An Extravagant Death by Charles Finch visited Gilded Age Newport, Rhode Island, in 1878. After closing a politically sensitive case in his home country of England, Finch is pressured to visit the United States while the court case unfolds. Along the way he’s dragged into a murder case set among fabulously wealthy Americans who’ve built “cottages” (actually mansions) at the seaside; meanwhile, he muses upon his career and if he wants to continue with it. This novel is fourteenth in the Charles Lenox series; I had read one previous installment, much earlier in the continuity. I don’t think it’s necessary to be familiar with the series to enjoy the book; this one felt very different from the other one I read in both tone and plot.
Repercussions: Deceptive Disguises by L. A. Hall is seventeenth in the Clorinda Cathcart’s Circle series, and I need to start referring to family trees as there are now many more characters that there were in the original series! This is all to the good. I love this series because it always leans towards maximum felicity, plus there’s the soothing familiarity of characters I’ve spent many pleasant hours with.

> _GIVEN INFORMATION_:
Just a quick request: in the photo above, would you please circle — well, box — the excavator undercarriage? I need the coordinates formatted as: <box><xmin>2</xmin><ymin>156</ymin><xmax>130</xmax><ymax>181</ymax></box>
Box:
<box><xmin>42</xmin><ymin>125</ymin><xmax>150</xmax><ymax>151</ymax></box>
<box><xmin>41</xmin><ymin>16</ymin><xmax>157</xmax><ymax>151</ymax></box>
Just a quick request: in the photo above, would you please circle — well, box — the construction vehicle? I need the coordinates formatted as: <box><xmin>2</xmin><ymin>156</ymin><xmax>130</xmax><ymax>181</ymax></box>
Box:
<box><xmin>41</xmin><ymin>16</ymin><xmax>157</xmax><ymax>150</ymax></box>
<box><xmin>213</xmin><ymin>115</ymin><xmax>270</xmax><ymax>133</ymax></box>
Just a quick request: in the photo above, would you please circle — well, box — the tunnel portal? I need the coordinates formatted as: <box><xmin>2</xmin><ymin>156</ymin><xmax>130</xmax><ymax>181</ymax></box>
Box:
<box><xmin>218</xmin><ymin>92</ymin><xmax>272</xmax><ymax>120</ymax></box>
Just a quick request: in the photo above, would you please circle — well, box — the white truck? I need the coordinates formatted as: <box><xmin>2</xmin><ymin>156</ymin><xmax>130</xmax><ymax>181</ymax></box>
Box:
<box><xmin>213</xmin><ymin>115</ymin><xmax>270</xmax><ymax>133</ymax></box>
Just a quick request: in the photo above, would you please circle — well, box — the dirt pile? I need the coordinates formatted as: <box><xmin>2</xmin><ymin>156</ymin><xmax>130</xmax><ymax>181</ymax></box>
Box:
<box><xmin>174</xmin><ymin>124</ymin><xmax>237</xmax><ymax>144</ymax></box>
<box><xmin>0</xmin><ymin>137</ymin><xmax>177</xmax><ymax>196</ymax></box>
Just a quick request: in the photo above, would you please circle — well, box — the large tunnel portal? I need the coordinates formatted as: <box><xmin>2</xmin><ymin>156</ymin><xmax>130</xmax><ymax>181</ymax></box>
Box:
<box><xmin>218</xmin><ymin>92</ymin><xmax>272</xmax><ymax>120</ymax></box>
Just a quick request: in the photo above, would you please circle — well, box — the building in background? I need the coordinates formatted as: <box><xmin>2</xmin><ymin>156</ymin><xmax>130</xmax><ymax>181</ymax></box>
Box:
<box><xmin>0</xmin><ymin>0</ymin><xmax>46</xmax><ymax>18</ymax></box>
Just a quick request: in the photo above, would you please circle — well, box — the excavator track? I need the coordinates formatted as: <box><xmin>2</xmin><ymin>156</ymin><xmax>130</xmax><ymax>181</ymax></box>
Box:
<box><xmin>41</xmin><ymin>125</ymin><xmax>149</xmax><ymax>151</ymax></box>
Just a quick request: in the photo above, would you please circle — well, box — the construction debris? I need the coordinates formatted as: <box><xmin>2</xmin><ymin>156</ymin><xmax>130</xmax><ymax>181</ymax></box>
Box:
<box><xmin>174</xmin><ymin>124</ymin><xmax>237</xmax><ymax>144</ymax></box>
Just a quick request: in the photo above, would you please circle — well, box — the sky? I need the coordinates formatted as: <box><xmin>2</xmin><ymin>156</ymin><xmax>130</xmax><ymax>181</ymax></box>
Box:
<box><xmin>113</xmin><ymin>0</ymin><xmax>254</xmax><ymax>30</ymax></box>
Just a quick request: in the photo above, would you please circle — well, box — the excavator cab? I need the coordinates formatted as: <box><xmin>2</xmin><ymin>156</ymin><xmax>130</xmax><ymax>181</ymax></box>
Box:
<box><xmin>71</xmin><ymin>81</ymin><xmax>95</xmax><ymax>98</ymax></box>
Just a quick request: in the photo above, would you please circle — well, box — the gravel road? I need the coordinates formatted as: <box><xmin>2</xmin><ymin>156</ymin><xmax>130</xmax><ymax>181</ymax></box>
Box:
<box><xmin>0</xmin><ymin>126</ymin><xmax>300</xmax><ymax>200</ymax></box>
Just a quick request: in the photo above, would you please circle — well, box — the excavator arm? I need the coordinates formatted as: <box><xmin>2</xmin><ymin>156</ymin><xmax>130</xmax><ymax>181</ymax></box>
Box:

> _APPLY WHAT YOU READ_:
A - Summarize the book reviews in two sentences.
B - Transcribe the book reviews between "Repercussions: Deceptive Disguises" and "pleasant hours with.", inclusive.
C - Finish out the next part of the book reviews, picking up after their last sentence.

> _TASK RESULTS_:
A - An Extravagant Death by Charles Finch, the fourteenth Charles Lenox novel, is set in Gilded Age Newport in 1878, where the protagonist is drawn into a murder among fabulously wealthy Americans while wondering whether to continue his career, and the reviewer feels no familiarity with the series is needed to enjoy it. Repercussions: Deceptive Disguises by L. A. Hall, the seventeenth book in the Clorinda Cathcart's Circle series, has many more characters than the original series, and the reviewer loves it for always leaning toward maximum felicity and for its familiar characters.

B -
Repercussions: Deceptive Disguises by L. A. Hall is seventeenth in the Clorinda Cathcart’s Circle series, and I need to start referring to family trees as there are now many more characters that there were in the original series! This is all to the good. I love this series because it always leans towards maximum felicity, plus there’s the soothing familiarity of characters I’ve spent many pleasant hours with.

C -
I live next door to a haunted bookshop owned by an immortal cryptid bastard. AMA! by kyaticlikestea is basically Reddit crossed over with Good Omens, TV edition. It’s hilarious. Crowley as a Redditor is delightful.
brilliant (like a confession) by kathkin explores how it might go if Lois figures out she’s in love with Clark Kent, and Clark feels obligated to reveal his secret identity as Superman. This friends-to-lovers story gave me a new way of looking at how and why Clark is able to hide his secret identity in plain sight.
He Won’t Tell You That He Loves You by hellshandbasket is House/Wilson slash that takes place after House detoxes from Vicodin and is living with Wilson while he recovers. It’s a friends-to-lovers domesticity story. House has been denying his love for his best friend for years, and has to diagnose his own feelings. Meanwhile, Wilson’s being patient. Mostly. I enjoyed this one for the banter and the diagnosis angle, which fits in so well with the character.
The Constellation of Touch by what_alchemy is sweet Matt Murdock/Foggy Nelson slash set at Christmas, but the most excellent part is Matt’s answers to Foggy’s questions about his enhanced senses; a lot of great worldbuilding there.
Be As You’ve Always Been by gyzym is a delightful post-Good Omens tv story in which Aziraphale is slowly coming to understand his feelings about Crowley, their long history together, and his existence as an angel. There’s romance but also growing self-knowledge, and some Discworld crossover as well. It’s a lovely story.
The Edge Between the Sand and the Stars by rain_sleet_snow veers off canon after Star Wars: The Force Awakens, following Rey’s journey as she connects romantically with Finn and Poe as well as searching for her birth family, all while training to be a Jedi and fighting a war against the First Order and the Knights of Ren. I spent most of a week reading this and enjoying how thoughtfully her emotional journey was depicted.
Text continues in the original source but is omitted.